**Exercise**
Print the entries below verbatim, from the line containing "Task: each <instance>" through the line containing "negative clicks: (76, 514) (310, 236)", both included, and output nothing else.

**Data extract**
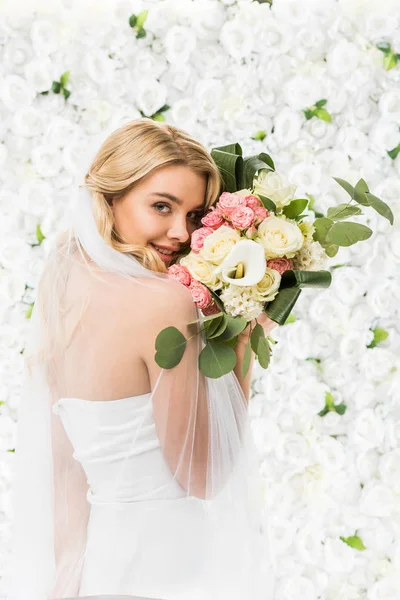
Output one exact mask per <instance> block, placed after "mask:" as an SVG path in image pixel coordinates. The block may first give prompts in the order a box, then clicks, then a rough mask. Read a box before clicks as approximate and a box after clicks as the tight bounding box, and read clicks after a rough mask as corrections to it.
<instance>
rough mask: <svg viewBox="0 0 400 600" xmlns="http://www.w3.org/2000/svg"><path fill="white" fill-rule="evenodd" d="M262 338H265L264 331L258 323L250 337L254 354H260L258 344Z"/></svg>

---

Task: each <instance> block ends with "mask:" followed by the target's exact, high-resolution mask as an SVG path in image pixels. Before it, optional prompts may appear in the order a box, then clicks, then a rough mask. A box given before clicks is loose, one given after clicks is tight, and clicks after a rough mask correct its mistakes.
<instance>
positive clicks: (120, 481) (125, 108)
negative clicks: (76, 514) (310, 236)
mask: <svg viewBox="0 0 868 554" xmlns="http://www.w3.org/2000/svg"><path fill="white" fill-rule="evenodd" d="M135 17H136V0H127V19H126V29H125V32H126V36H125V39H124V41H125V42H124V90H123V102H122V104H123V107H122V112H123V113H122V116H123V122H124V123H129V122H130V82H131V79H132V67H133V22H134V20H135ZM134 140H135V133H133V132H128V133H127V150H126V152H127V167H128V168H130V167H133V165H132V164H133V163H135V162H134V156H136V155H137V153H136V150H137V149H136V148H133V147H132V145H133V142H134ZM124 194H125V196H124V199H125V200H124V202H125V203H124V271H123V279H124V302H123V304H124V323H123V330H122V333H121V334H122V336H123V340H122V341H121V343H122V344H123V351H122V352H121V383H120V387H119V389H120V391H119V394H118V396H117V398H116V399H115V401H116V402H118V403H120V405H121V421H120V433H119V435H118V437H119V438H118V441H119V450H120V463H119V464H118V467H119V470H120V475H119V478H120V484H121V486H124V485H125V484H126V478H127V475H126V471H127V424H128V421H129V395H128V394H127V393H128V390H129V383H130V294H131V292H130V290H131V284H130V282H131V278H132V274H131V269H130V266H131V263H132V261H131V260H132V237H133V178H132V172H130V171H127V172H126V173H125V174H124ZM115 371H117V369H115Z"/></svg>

**Expected output**
Task: each <instance> block ends with "mask:" followed by the target's exact, high-resolution mask as an SVG path in image pixels. Before it, optional prompts may appear in the order a box, then clicks, then a rough mask. A box given before clicks is loose, one given after clicks is tight, and clicks after a rough mask correct its mistakes.
<instance>
positive clicks: (120, 481) (125, 108)
negative clicks: (76, 514) (310, 236)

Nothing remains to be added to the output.